Exercise aim - Set every record down verbatim and omit the pictures.

((

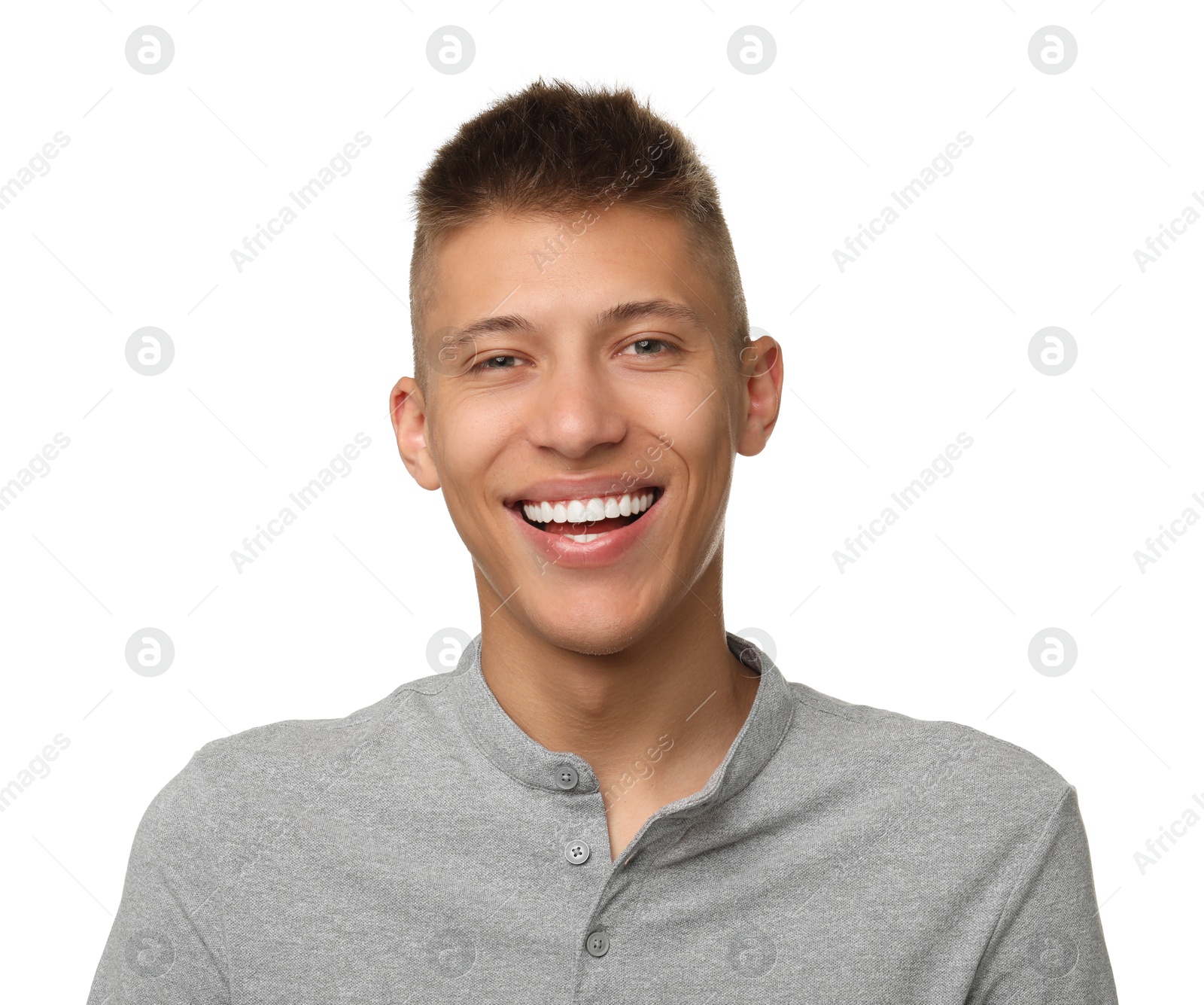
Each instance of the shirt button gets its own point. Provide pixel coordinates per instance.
(577, 852)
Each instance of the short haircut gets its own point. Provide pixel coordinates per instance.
(557, 148)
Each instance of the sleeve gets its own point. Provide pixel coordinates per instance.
(166, 946)
(1047, 945)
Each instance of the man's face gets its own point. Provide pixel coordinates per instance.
(596, 367)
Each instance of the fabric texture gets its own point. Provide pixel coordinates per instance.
(415, 852)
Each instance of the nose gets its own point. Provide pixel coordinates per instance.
(575, 409)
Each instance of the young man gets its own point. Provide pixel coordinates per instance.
(611, 799)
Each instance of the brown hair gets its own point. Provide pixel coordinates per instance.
(555, 148)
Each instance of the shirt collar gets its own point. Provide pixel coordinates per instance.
(533, 764)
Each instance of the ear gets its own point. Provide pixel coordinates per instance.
(762, 371)
(407, 409)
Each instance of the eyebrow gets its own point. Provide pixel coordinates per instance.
(620, 313)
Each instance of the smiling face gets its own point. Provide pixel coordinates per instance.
(566, 392)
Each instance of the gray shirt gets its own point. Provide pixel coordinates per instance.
(427, 850)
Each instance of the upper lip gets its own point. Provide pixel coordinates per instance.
(595, 486)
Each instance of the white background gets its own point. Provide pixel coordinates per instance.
(277, 368)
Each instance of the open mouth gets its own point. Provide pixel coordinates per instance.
(587, 519)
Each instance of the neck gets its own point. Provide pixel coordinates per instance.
(653, 720)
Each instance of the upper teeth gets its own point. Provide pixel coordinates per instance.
(589, 510)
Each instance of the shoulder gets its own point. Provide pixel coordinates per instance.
(263, 778)
(954, 768)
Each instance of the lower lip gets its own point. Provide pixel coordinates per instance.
(606, 550)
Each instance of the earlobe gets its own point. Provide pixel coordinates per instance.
(762, 371)
(407, 410)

))

Full answer -
Each instance of the shirt button gets its own point. Provide pixel coordinates per instance.
(577, 852)
Each instance of the short haircut gets its own point. Provide pixel coordinates per instance.
(557, 148)
Each instance of the sleeve gets its own point. Provide pixel coordinates per instance.
(166, 946)
(1047, 945)
Each instance of the man's face gets its own point. Provide pixel coordinates per instance.
(596, 367)
Each instance of the fabric texture gets its own point. Provide pixel coordinates per instance.
(415, 852)
Each instance of the nose gets its own point. Provide pixel coordinates per instance.
(575, 409)
Each instance of the young man gets its own point. Provide pixel coordinates per instance.
(611, 799)
Each instance of the brown hair gets its own point. Provide pixel coordinates per instance.
(555, 148)
Each instance of the shirt collar gets its own point. Provide pixel coordinates per instance.
(533, 764)
Each instance of the ear gets its own point. Provide pixel coordinates per instance.
(762, 371)
(407, 409)
Each instance of the eyebrow gets its own point. Provide pixel coordinates per instance.
(620, 313)
Each instance of the smiling face gets its own point. Provide pixel coordinates per instance.
(566, 392)
Each instance of the gray shirt gets its own point. Provide pixel coordinates per instance.
(427, 850)
Each instance of the upper lip gets its own point. Provide pixel coordinates per instance.
(595, 486)
Each instance of the white background gets its own point. Provide pixel coordinates per instance.
(277, 368)
Each instance of the open mouth gets its own point. Provide pixel coordinates per instance.
(587, 519)
Each instance of the neck gets its own point. Provide pixel coordinates per instance.
(653, 720)
Each instance of the upper teeth gets its own point. Provide pixel coordinates per instance.
(589, 510)
Each instance of the shoulder gets its own point. Provide pixel coordinates per instance.
(263, 778)
(954, 768)
Each instance of the lower lip gets its own point. Provide pixel coordinates per instance.
(606, 550)
Each instance of the earlobe gets its own point. Provide pixel coordinates per instance.
(762, 371)
(407, 410)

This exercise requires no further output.